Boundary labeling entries
------

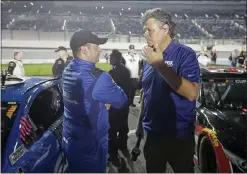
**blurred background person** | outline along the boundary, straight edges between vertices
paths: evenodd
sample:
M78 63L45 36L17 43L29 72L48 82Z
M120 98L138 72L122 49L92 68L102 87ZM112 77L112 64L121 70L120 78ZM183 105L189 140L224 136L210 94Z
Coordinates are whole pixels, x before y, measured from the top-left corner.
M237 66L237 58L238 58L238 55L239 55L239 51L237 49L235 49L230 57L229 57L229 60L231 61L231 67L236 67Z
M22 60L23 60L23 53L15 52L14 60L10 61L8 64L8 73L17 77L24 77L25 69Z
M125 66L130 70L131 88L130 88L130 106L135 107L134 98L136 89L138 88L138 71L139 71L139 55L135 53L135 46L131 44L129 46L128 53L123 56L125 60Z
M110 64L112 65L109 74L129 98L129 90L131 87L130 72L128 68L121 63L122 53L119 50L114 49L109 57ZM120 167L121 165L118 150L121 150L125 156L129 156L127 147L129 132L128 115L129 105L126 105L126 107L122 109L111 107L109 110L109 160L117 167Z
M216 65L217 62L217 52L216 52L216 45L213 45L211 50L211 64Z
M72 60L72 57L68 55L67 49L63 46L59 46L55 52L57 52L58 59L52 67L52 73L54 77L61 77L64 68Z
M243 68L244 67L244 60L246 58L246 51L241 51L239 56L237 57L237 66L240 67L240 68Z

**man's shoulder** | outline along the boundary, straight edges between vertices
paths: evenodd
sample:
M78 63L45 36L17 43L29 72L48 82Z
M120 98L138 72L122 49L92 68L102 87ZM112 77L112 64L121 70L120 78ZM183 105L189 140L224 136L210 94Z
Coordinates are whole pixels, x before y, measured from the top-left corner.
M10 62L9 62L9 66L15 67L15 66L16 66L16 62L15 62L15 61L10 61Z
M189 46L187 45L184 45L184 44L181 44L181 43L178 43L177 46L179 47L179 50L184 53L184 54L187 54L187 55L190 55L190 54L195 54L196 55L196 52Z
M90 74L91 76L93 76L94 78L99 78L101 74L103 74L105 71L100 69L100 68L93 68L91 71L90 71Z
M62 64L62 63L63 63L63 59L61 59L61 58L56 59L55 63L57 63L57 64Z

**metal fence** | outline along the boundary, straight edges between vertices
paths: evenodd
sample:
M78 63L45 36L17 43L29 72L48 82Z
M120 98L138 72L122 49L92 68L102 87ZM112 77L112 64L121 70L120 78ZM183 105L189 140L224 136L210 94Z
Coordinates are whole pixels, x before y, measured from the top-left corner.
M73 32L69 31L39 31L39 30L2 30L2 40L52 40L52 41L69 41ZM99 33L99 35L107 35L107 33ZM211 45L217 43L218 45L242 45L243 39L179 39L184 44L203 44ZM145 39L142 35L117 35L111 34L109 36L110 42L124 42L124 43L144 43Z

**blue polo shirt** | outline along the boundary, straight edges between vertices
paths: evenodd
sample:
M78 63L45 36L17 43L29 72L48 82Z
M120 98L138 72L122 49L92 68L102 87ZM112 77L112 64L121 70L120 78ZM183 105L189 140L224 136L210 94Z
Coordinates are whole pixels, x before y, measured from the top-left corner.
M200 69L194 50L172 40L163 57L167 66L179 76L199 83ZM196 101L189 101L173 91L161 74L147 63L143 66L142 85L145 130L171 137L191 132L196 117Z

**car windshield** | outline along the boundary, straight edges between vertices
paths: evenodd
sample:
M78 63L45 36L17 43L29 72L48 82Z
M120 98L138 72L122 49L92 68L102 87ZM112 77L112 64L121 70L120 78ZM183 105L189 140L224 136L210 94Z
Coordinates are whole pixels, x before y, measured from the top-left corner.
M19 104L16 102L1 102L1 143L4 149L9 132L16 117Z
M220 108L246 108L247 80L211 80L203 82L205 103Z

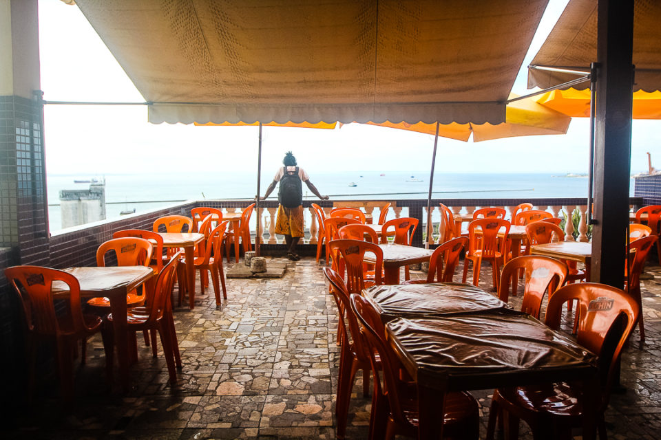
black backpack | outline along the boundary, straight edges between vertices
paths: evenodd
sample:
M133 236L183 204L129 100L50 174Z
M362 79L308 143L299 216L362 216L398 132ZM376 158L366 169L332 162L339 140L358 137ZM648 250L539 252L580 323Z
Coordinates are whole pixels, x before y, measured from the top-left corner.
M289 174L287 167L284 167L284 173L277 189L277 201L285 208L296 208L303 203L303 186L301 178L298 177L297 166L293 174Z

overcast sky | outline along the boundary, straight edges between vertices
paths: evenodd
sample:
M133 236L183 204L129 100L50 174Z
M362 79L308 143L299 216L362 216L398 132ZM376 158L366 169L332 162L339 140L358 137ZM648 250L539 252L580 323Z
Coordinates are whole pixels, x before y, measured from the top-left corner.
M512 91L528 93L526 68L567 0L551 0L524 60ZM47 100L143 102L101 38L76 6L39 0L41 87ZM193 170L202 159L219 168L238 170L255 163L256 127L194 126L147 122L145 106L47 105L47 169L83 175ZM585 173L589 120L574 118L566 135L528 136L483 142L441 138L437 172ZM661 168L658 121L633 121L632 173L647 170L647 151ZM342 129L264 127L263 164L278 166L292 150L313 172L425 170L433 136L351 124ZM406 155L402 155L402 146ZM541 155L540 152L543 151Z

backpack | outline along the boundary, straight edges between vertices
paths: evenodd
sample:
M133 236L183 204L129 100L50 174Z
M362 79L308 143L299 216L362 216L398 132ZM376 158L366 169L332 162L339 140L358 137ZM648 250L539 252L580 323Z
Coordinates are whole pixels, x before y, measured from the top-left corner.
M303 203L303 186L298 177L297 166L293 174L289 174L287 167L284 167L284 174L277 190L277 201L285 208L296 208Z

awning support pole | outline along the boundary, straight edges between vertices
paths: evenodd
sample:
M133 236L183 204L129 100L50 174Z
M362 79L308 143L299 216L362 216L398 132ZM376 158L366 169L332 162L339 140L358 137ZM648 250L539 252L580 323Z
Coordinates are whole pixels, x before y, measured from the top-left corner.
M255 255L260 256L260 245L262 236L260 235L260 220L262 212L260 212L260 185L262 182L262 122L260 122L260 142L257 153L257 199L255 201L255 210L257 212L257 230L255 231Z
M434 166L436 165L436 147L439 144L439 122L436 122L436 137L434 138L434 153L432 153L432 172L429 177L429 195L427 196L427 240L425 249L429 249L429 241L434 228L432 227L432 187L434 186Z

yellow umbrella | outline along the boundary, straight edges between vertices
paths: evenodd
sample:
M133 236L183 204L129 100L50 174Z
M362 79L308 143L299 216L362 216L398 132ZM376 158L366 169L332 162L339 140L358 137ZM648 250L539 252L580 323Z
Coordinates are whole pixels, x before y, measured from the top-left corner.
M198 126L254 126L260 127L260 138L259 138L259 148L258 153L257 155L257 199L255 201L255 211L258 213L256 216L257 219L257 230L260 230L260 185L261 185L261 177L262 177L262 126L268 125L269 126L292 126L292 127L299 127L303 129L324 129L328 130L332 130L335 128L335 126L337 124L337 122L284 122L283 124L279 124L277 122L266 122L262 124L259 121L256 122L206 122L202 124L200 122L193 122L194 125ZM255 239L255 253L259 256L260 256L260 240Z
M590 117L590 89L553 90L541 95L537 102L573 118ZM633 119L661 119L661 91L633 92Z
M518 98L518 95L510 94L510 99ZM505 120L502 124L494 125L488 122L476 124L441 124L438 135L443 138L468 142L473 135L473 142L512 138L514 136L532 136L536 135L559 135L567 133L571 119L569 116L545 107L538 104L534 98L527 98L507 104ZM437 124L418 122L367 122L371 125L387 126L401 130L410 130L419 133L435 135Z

------

* Task to carry out *
Give these entries again, swapping "whole pixels" for "integer pixels" and leaving everything else the same. Leave out the pictures.

* The completed task *
**blurred background person** | outline along the boundary, straight edges between vertices
paths: evenodd
sample:
M78 63L45 36L17 43L29 72L48 82Z
M120 98L138 72L122 49L92 68L102 87ZM112 77L112 64L121 70L120 78ZM183 105L189 140L224 136L210 94Z
Coordinates are integer pixels, x before y, measured from the top-left corner.
M237 66L237 58L238 58L238 55L239 55L239 51L237 49L235 49L230 57L229 57L229 60L231 61L231 67L236 67Z
M22 60L23 60L23 53L15 52L14 60L10 61L8 64L8 73L17 77L24 77L25 69Z
M125 66L130 70L131 88L130 88L130 106L135 107L134 98L136 89L138 88L138 71L139 71L139 55L135 53L135 46L131 44L129 46L128 53L123 56L125 60Z
M110 64L112 65L109 74L129 98L129 90L131 87L130 72L128 68L121 63L122 53L119 50L114 49L109 57ZM120 167L121 165L118 150L121 150L125 156L129 156L127 147L129 132L128 115L129 105L126 105L126 107L122 109L111 107L109 110L109 160L117 167Z
M216 65L217 62L217 52L216 52L216 45L213 45L211 50L211 64Z
M72 60L72 57L68 55L67 49L63 46L59 46L55 52L57 52L58 59L52 67L52 73L54 77L61 77L64 68Z
M243 68L244 67L244 60L246 58L246 51L241 51L239 56L237 57L237 66L240 67L240 68Z

**man's shoulder** | outline along the boundary, straight edges between vertices
paths: evenodd
sample:
M78 63L45 36L17 43L29 72L48 82Z
M120 98L138 72L122 49L92 68L102 87ZM112 77L112 64L121 70L120 78ZM183 105L189 140L224 136L210 94Z
Coordinates are integer pixels, x before y, measured from the top-left corner.
M10 62L9 62L9 66L15 67L15 66L16 66L16 62L15 62L15 61L10 61Z
M189 46L187 45L184 45L184 44L181 44L181 43L178 43L177 46L179 47L179 50L184 53L184 54L187 54L187 55L190 55L190 54L195 54L196 55L196 52Z
M90 74L91 76L93 76L94 78L99 78L101 74L103 74L105 71L100 69L100 68L93 68L91 71L90 71Z
M62 64L62 63L63 63L63 59L61 59L61 58L56 59L55 63L57 63L57 64Z

**metal fence** | outline along the boundary, straight edges between vertices
paths: evenodd
sample:
M78 63L45 36L17 43L29 72L48 82Z
M120 98L138 72L122 49L92 68L102 87ZM112 77L112 64L121 70L120 78ZM183 105L189 140L224 136L210 94Z
Coordinates are integer pixels, x before y, measured from the top-left corner.
M73 32L69 31L39 31L39 30L2 30L2 40L52 40L52 41L69 41ZM99 33L99 35L107 35L107 33ZM211 45L217 43L218 45L242 45L243 39L179 39L184 44L203 44ZM145 39L142 35L117 35L111 34L109 36L110 42L124 42L124 43L144 43Z

**blue polo shirt** | outline along the boundary, straight edges between vertices
paths: evenodd
sample:
M78 63L45 36L17 43L29 72L48 82Z
M120 98L138 72L122 49L92 68L102 87ZM112 77L112 64L121 70L120 78ZM183 105L189 140L224 136L210 94Z
Coordinates are integer pixels, x before y, measured from the top-left corner.
M200 69L194 50L172 40L163 57L167 66L179 76L199 83ZM196 101L189 101L173 91L161 74L147 63L143 66L142 85L145 130L171 137L191 132L196 117Z

**car windshield** | outline along the boundary, straight edges between vertices
paths: evenodd
sample:
M78 63L45 36L17 43L29 72L48 82Z
M120 98L138 72L122 49L92 68L102 87ZM112 77L112 64L121 70L120 78ZM183 105L189 140L224 136L210 94Z
Coordinates are integer pixels, x before y, measured from the top-left corner.
M19 104L16 102L1 102L1 143L4 149L9 132L16 117Z
M220 108L246 108L247 80L211 80L203 82L205 103Z

black backpack | outline along the boundary, straight edges between vertices
paths: evenodd
sample:
M133 236L183 204L129 100L50 174Z
M362 79L308 143L299 216L362 216L398 132ZM376 158L366 169L332 162L339 140L358 137ZM648 250L539 252L580 323Z
Coordinates are integer pixels, x before y, measured from the top-left corner.
M289 174L287 167L284 167L284 173L277 189L277 201L285 208L296 208L303 203L303 186L301 178L298 177L297 166L293 174Z

overcast sky | outline along the boundary, straight edges between vertices
paths: evenodd
sample:
M133 236L183 204L129 100L50 174Z
M362 79L308 143L299 216L362 216L398 132ZM376 158L366 169L332 162L339 140L358 137ZM648 250L539 252L580 323Z
Coordinates are integer pixels, x before y, measured from the top-left corner.
M512 91L528 93L526 68L567 0L551 0L524 60ZM47 100L143 102L101 38L76 6L39 0L41 87ZM193 170L202 159L219 168L238 170L255 163L256 127L194 126L147 122L145 106L47 105L47 169L83 175ZM585 173L589 120L574 118L566 135L528 136L483 142L441 138L437 172ZM661 168L658 121L633 121L632 173L647 170L647 151ZM342 129L264 127L263 164L278 166L292 150L313 172L425 170L433 136L351 124ZM406 155L402 155L402 146ZM541 155L540 152L543 151Z

backpack | outline along the boundary, straight edges between vertices
paths: evenodd
sample:
M133 236L183 204L129 100L50 174Z
M362 79L308 143L299 216L362 216L398 132ZM376 158L366 169L332 162L339 140L358 137ZM648 250L539 252L580 323Z
Coordinates are integer pixels, x before y, measured from the top-left corner.
M303 203L303 186L298 177L297 166L293 174L289 174L287 167L284 167L284 174L277 190L277 201L285 208L296 208Z

awning support pole | outline along the boundary, straight edges between vertices
paths: evenodd
sample:
M133 236L183 204L129 100L50 174Z
M362 79L308 143L299 216L362 216L398 132ZM376 158L366 169L332 162L339 140L358 137ZM648 250L539 252L580 323Z
Coordinates are integer pixels, x before y, measured from the top-left corner.
M255 255L260 256L260 245L262 236L260 235L260 220L262 212L260 212L260 185L262 182L262 122L260 122L260 142L257 153L257 199L255 201L255 210L257 212L257 230L255 231Z
M434 166L436 165L436 147L439 144L439 122L436 122L436 137L434 138L434 153L432 153L432 172L429 177L429 195L427 196L427 240L425 249L429 249L429 241L434 228L432 227L432 187L434 186Z

yellow umbrella | outline along the boundary, straight edges between vertices
paths: evenodd
sample:
M133 236L183 204L129 100L50 174Z
M362 79L308 143L299 216L362 216L398 132ZM376 158L366 169L332 162L339 140L358 137ZM648 250L539 252L580 323Z
Coordinates are integer pixels, x before y, measured from the top-left corner.
M198 126L254 126L260 127L260 138L259 138L259 148L258 153L257 155L257 199L255 201L255 211L258 213L256 216L257 219L257 230L260 230L260 185L261 185L261 177L262 177L262 126L268 125L269 126L292 126L292 127L299 127L303 129L324 129L328 130L332 130L335 128L335 126L337 124L337 122L284 122L283 124L279 124L277 122L266 122L262 124L259 121L256 122L206 122L202 124L200 122L193 122L194 125ZM255 239L255 253L259 256L260 256L260 240Z
M590 117L590 89L553 90L541 95L537 102L573 118ZM633 119L661 119L661 91L633 92Z
M518 98L518 95L510 94L510 99ZM505 120L502 124L494 125L488 122L476 124L441 124L438 135L443 138L468 142L473 135L473 142L512 138L514 136L532 136L536 135L559 135L567 133L571 119L569 116L545 107L538 104L534 98L527 98L507 104ZM437 124L418 122L367 122L371 125L387 126L401 130L410 130L419 133L435 135Z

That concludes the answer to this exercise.